**Exercises**
(1) In the aquarium stocking thread, copy the text from "## BC in SK" up to and including "fine with an Oscar.".
(2) Which South American cichlids does the aquarium stocking thread name as usually having a good chance of working out with an Oscar?
(3) According to the aquarium stocking thread, how big is the male red terror at the local fish store?

**Text passage**
....
# Stocking A 125!!!



## Cichlidman14 (Jul 17, 2013)

Hello, after 2 months, my 125 has been result ones and is holding water. Water tested it twice for a day at each time and no leaks right now I'm currently cycling the tank. I have an oscar that I'm growing out for the tank so i want to go with Central Americans. Would a male red terror be suitable with the oscar my LFS has an 8 inch male crammed with other big fish and I would love to get him. Also could I have any other tank mates with my proposed stocking list?


----------



## Iggy Newcastle (May 15, 2012)

I'd skip the RTM. They're very aggressive. And adding a fish at that size is asking for trouble. The Oscar and Festae are SA fish.


----------



## Cichlidman14 (Jul 17, 2013)

I know the oscar is south American but what could I add to my tank with the oscar? There is an annual auction for my fish club and they have a vast majority of cichlids to purchase. Anyone's i should look out for?


----------



## BC in SK (Aug 11, 2012)

Cichlidman14 said:


> what could I add to my tank with the oscar?


There are a lot of cichlids that could work out fine with an Oscar.
Some of the SA cichlids such as severum, blue acara, chocolate cichlid, uaru ect. usually have a pretty good chance of working out well with an Oscar.
CA cichlids are usually more aggressive then these SA fish. IME, probably a better chance of an Oscar working out well with some of the smaller CA just because they are in a different weight class and likely a little less competitive with each other. For example convicts (and other Cryptoheros species) or firemouth (and other Thorichthys species). JD and nics are some other possibilities though IMO a greater chance of an Oscar getting bullied at least at some point in time.
....
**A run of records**
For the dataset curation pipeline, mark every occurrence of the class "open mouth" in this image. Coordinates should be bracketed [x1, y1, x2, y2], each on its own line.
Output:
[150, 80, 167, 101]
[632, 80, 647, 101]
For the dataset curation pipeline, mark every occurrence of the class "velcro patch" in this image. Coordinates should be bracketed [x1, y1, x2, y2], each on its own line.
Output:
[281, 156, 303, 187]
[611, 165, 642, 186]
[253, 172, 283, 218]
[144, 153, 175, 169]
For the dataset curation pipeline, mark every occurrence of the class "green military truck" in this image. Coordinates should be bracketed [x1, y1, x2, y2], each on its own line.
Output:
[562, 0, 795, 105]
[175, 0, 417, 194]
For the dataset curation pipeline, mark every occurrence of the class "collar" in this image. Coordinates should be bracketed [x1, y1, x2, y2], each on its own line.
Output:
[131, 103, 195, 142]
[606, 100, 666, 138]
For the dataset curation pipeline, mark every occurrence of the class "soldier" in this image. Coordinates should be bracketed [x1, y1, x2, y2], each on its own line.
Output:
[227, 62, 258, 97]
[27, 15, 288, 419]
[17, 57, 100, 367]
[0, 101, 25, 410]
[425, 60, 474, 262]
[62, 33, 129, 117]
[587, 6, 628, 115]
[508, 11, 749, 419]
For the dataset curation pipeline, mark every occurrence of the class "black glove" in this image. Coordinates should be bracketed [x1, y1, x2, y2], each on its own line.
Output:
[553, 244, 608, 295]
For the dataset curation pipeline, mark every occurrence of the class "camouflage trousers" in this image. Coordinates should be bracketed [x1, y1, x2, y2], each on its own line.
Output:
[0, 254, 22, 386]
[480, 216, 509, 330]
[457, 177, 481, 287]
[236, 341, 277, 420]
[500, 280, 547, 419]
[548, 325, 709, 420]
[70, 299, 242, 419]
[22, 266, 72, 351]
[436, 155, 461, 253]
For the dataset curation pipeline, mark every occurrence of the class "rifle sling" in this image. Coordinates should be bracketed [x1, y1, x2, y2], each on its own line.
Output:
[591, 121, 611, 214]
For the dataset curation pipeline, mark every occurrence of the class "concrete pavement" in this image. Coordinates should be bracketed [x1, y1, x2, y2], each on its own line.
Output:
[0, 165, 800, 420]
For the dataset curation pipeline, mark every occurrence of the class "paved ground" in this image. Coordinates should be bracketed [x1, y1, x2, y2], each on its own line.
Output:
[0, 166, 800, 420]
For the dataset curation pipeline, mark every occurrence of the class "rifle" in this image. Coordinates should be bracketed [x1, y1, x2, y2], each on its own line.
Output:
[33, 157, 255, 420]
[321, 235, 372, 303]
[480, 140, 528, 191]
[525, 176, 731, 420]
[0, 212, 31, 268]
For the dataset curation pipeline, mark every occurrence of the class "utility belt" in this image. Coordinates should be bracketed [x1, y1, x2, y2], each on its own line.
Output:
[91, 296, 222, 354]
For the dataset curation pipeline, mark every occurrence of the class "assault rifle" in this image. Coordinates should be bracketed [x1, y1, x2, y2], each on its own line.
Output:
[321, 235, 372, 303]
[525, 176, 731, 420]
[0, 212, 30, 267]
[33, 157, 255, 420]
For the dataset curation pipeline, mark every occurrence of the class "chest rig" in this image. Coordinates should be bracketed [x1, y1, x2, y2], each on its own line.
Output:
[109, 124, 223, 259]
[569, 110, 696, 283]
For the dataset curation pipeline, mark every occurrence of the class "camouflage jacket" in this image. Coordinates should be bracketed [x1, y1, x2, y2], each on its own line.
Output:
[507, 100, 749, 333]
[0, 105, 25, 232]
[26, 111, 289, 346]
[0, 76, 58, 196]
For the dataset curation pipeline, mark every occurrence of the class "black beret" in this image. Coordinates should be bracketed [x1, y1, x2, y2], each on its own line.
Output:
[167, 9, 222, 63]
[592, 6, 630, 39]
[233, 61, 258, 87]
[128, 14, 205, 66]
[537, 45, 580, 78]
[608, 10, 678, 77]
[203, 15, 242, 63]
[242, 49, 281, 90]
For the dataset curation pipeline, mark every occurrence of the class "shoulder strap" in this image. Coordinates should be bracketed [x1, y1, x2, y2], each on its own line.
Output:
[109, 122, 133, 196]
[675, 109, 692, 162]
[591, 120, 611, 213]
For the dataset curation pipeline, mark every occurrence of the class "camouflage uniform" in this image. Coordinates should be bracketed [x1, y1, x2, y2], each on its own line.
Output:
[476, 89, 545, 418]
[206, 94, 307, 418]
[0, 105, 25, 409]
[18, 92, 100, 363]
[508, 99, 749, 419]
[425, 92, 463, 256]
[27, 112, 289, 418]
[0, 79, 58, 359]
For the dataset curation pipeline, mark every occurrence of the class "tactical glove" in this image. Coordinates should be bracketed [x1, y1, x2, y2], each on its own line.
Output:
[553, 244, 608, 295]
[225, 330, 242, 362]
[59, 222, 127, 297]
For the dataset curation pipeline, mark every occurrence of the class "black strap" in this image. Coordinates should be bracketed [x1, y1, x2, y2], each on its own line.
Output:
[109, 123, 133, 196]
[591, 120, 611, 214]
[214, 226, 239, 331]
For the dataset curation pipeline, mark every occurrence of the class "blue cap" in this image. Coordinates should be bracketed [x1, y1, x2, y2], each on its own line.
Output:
....
**Solutions for each task**
(1)
## BC in SK (Aug 11, 2012)

Cichlidman14 said:


> what could I add to my tank with the oscar?


There are a lot of cichlids that could work out fine with an Oscar.

(2)
severum
blue acara
chocolate cichlid
uaru

(3) 8 inches